What you will do:
#1 According to the Wileyfox Swift review, what is the weight of the phone?
#2 List every entry under the "Wileyfox Swift specs" heading in the Wileyfox Swift review.

Document text:
>> START

Wileyfox Swift is the most British name someone could call their dog, or in this case, a smartphone. Similar to the OnePlus 2, Moto G 2015, and Honor 7, the Swift is designed to be a flagship killer.
It comes packed with the beloved Cyanogen OS, which is a somewhat naked Android version also found on the OnePlus One and OnePlus 2. It’s highly customizable thanks to its custom UI and Wileyfox claims that it has enhanced security features. It delivers on its promises, mostly, with just a few flaws here and there.
Wileyfox Swift Review
The thing is, the Wileyfox Swift is super affordable and it has advanced privacy controls. You can remove its battery and swap another power brick in a matter of seconds – Candy Crush is serious gaming, we know.
However, you won’t get that far with its battery life. It’s almost decent. While Cyanogen is just awesome, it just doesn’t seem to work that well on the Swift. The camera is another deal breaker.
The Wileyfox Swift costs $200.
Wileyfox Swift specs
- Removable 2,500mAh battery
- 13-megapixel main camera
- Snapdragon 410 proc
- Cyanogen 12.1
- 5.0-inch HD IPS display
Wileyfox Swift Design and Build
It weighs 135 grams, and it measures 141 x 71 x 9.4 millimeters.

>> END

Material supplied:
>> START

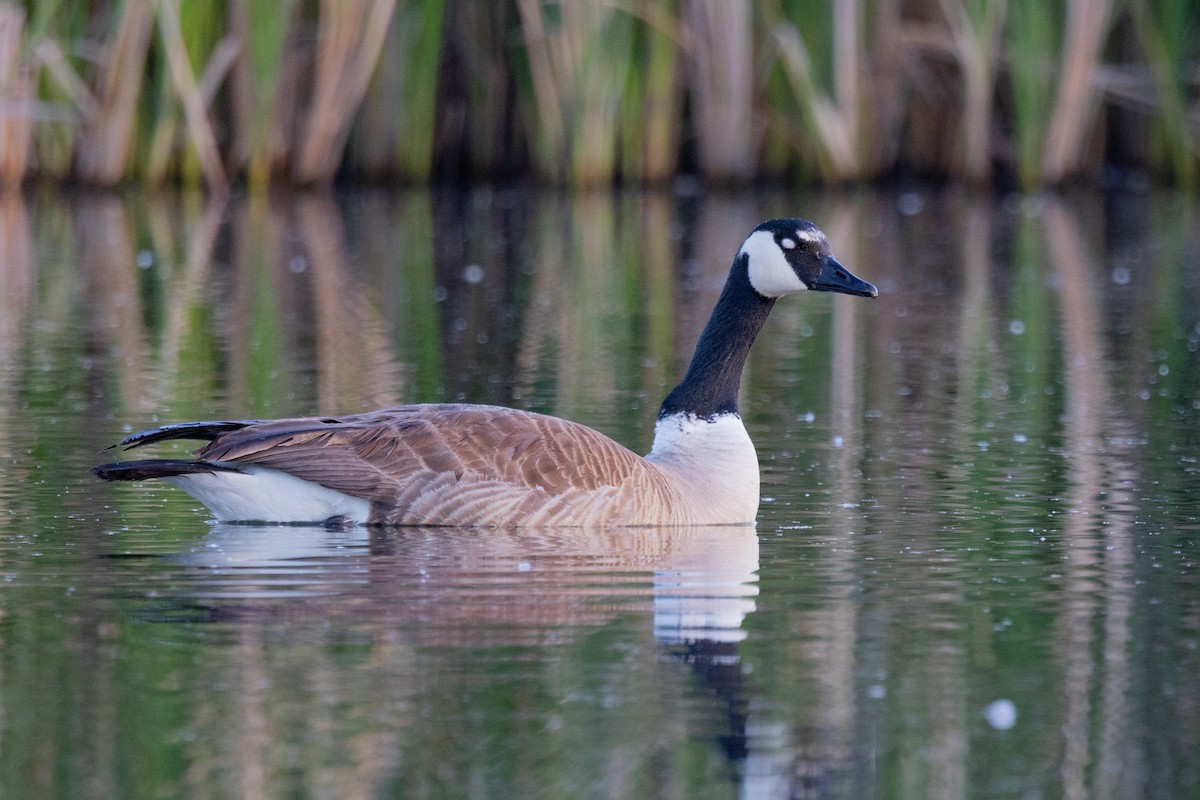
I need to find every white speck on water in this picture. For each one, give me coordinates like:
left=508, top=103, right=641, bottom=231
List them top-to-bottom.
left=896, top=192, right=925, bottom=217
left=983, top=699, right=1016, bottom=730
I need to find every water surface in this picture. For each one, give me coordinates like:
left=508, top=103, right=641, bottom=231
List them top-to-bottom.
left=0, top=191, right=1200, bottom=798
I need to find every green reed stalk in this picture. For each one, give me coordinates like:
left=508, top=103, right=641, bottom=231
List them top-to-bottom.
left=69, top=0, right=155, bottom=186
left=229, top=0, right=298, bottom=192
left=293, top=0, right=396, bottom=184
left=347, top=0, right=445, bottom=182
left=517, top=0, right=635, bottom=186
left=618, top=0, right=683, bottom=185
left=686, top=0, right=748, bottom=181
left=773, top=0, right=863, bottom=182
left=940, top=0, right=1008, bottom=184
left=1042, top=0, right=1114, bottom=184
left=1128, top=0, right=1200, bottom=192
left=1004, top=2, right=1061, bottom=190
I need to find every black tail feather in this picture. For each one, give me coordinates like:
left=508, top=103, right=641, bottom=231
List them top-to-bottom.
left=109, top=420, right=258, bottom=450
left=91, top=458, right=239, bottom=481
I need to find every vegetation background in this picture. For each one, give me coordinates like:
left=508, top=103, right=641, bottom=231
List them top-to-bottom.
left=0, top=0, right=1200, bottom=190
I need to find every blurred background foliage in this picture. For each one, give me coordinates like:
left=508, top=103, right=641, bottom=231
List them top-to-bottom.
left=0, top=0, right=1200, bottom=190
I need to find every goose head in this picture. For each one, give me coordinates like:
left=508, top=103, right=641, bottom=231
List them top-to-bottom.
left=738, top=219, right=878, bottom=297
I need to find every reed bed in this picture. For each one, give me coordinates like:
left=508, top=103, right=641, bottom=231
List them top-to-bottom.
left=0, top=0, right=1200, bottom=192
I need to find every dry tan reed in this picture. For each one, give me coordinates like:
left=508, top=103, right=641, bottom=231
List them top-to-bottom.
left=0, top=0, right=1200, bottom=190
left=294, top=0, right=396, bottom=184
left=686, top=0, right=757, bottom=182
left=1042, top=0, right=1112, bottom=184
left=0, top=2, right=35, bottom=190
left=69, top=2, right=154, bottom=186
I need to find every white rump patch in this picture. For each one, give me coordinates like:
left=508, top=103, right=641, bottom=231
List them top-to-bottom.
left=740, top=230, right=808, bottom=297
left=796, top=230, right=824, bottom=245
left=162, top=467, right=371, bottom=524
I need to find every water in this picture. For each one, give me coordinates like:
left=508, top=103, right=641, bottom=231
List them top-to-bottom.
left=0, top=184, right=1200, bottom=798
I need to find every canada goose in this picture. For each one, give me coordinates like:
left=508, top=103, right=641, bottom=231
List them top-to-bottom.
left=92, top=219, right=878, bottom=528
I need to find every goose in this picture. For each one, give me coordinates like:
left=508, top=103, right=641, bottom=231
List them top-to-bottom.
left=92, top=218, right=878, bottom=528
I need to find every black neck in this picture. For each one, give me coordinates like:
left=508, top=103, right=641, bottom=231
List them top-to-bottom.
left=659, top=254, right=775, bottom=419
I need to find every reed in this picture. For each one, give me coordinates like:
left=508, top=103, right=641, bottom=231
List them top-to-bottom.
left=0, top=0, right=1200, bottom=192
left=66, top=0, right=154, bottom=186
left=293, top=0, right=396, bottom=184
left=347, top=0, right=445, bottom=182
left=517, top=0, right=636, bottom=187
left=686, top=0, right=753, bottom=182
left=773, top=0, right=869, bottom=182
left=1042, top=0, right=1112, bottom=185
left=1128, top=0, right=1200, bottom=191
left=0, top=2, right=35, bottom=191
left=1006, top=2, right=1062, bottom=188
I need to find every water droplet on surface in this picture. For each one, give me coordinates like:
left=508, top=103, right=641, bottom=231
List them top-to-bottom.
left=984, top=699, right=1016, bottom=730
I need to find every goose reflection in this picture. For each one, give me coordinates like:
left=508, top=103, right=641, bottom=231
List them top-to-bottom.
left=173, top=524, right=758, bottom=644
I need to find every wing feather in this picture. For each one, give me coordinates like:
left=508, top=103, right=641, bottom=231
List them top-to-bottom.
left=197, top=404, right=654, bottom=505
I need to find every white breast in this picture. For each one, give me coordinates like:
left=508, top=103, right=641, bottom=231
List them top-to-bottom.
left=646, top=414, right=758, bottom=524
left=163, top=467, right=371, bottom=524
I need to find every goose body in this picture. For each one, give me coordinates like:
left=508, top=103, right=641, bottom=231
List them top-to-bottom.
left=92, top=219, right=876, bottom=527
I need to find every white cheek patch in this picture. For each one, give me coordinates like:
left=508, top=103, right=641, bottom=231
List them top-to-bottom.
left=739, top=230, right=808, bottom=297
left=796, top=230, right=824, bottom=245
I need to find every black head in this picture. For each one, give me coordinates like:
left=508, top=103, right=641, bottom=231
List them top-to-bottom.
left=738, top=219, right=878, bottom=297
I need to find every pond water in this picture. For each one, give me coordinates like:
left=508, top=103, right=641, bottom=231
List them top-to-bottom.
left=0, top=190, right=1200, bottom=799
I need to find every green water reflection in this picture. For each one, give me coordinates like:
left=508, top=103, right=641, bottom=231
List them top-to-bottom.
left=0, top=191, right=1200, bottom=798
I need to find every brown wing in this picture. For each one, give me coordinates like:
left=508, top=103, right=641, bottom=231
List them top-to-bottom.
left=197, top=404, right=646, bottom=503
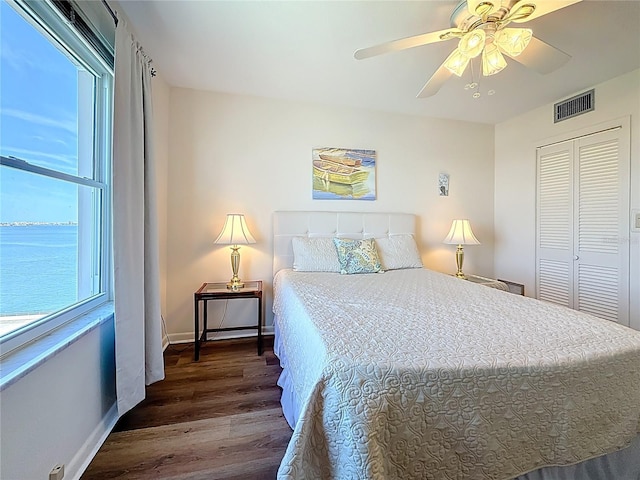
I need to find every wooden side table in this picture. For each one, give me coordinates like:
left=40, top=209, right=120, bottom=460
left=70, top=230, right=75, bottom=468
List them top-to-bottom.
left=193, top=280, right=264, bottom=361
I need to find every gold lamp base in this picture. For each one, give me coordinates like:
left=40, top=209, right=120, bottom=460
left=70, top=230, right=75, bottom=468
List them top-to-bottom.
left=227, top=245, right=244, bottom=290
left=456, top=245, right=467, bottom=280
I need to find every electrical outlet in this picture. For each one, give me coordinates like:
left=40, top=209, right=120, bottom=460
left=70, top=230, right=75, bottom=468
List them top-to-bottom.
left=49, top=465, right=64, bottom=480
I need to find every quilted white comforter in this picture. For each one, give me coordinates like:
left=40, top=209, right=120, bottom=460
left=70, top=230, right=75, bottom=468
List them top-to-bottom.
left=274, top=269, right=640, bottom=480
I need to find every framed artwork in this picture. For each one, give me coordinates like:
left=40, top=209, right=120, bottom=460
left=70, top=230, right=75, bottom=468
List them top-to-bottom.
left=312, top=147, right=376, bottom=200
left=438, top=173, right=449, bottom=197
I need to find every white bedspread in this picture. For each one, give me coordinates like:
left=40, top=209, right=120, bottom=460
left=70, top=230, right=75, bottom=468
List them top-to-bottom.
left=274, top=269, right=640, bottom=480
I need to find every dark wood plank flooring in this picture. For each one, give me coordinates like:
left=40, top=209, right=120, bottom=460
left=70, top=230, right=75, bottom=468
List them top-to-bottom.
left=81, top=337, right=291, bottom=480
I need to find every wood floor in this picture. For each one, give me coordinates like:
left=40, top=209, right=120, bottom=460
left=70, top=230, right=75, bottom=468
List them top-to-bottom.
left=81, top=337, right=291, bottom=480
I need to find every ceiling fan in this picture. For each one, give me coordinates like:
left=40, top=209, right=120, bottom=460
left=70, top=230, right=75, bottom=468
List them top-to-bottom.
left=354, top=0, right=581, bottom=98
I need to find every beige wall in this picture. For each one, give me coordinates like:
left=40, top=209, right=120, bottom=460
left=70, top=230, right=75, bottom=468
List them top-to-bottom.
left=494, top=70, right=640, bottom=329
left=151, top=74, right=171, bottom=330
left=164, top=88, right=494, bottom=341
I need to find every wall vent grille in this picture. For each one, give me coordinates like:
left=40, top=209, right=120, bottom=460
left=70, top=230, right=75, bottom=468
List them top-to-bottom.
left=553, top=90, right=595, bottom=123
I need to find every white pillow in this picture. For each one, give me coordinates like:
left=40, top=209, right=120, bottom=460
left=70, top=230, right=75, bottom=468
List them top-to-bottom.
left=375, top=234, right=423, bottom=270
left=291, top=237, right=340, bottom=272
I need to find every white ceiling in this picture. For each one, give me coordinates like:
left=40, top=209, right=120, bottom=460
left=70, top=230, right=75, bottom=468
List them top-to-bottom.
left=116, top=0, right=640, bottom=124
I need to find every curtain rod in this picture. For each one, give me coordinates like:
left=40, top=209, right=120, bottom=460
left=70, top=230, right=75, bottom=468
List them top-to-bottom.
left=102, top=0, right=118, bottom=27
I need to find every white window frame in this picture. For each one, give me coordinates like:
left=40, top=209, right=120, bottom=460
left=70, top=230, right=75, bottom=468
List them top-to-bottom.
left=0, top=0, right=113, bottom=358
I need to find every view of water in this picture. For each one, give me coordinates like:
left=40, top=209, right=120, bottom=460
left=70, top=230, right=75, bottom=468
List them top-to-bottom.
left=0, top=225, right=78, bottom=317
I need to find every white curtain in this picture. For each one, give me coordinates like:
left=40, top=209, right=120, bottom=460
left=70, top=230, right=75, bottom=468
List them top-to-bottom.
left=113, top=19, right=164, bottom=415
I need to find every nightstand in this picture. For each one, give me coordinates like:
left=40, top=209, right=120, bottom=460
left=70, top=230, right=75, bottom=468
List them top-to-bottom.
left=193, top=280, right=264, bottom=361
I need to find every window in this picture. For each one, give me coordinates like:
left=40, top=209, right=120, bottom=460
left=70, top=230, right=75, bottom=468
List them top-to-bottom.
left=0, top=1, right=113, bottom=353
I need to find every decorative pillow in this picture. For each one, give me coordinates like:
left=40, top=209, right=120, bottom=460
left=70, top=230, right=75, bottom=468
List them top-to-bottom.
left=375, top=234, right=424, bottom=270
left=291, top=237, right=340, bottom=272
left=333, top=238, right=382, bottom=274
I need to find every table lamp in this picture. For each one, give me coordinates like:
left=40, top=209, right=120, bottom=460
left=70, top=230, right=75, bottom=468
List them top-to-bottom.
left=213, top=213, right=256, bottom=290
left=443, top=219, right=480, bottom=278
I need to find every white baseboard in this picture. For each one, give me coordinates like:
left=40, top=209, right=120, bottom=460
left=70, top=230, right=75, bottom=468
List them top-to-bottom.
left=163, top=325, right=273, bottom=348
left=69, top=403, right=118, bottom=480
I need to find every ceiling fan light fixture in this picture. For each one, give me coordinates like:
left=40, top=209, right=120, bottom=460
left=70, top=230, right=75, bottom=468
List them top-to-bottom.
left=494, top=28, right=533, bottom=57
left=458, top=29, right=486, bottom=58
left=482, top=43, right=507, bottom=77
left=444, top=48, right=470, bottom=77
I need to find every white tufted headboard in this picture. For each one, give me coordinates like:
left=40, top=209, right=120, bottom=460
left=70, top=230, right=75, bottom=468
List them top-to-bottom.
left=273, top=211, right=416, bottom=275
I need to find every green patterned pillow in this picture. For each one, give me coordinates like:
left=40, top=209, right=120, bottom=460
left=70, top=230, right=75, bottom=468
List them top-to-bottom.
left=333, top=238, right=382, bottom=274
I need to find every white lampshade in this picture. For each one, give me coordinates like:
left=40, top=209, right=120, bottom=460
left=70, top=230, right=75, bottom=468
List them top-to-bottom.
left=494, top=28, right=533, bottom=57
left=458, top=29, right=486, bottom=58
left=482, top=43, right=507, bottom=77
left=444, top=48, right=470, bottom=77
left=213, top=213, right=256, bottom=245
left=443, top=219, right=480, bottom=245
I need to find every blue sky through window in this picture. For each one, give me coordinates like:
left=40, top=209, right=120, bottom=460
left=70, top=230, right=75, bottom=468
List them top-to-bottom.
left=0, top=1, right=78, bottom=223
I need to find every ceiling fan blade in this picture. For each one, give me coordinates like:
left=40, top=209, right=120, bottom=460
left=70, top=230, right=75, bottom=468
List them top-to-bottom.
left=467, top=0, right=500, bottom=17
left=507, top=0, right=582, bottom=23
left=353, top=28, right=464, bottom=60
left=507, top=37, right=571, bottom=75
left=416, top=63, right=452, bottom=98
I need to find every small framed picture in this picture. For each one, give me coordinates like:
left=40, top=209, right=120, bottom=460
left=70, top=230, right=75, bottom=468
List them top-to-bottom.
left=438, top=173, right=449, bottom=197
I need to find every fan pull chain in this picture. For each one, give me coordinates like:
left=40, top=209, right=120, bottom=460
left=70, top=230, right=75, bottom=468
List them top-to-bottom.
left=464, top=59, right=496, bottom=99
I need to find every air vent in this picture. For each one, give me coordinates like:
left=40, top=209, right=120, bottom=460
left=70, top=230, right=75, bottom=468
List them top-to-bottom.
left=553, top=90, right=595, bottom=123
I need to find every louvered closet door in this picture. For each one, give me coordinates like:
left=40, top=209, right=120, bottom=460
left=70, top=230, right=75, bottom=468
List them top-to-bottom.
left=536, top=130, right=629, bottom=325
left=574, top=130, right=629, bottom=324
left=536, top=142, right=574, bottom=307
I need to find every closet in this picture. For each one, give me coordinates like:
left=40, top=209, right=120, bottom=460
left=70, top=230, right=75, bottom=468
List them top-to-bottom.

>> END

Worked solutions:
#1 135 grams.

#2
- Removable 2,500mAh battery
- 13-megapixel main camera
- Snapdragon 410 proc
- Cyanogen 12.1
- 5.0-inch HD IPS display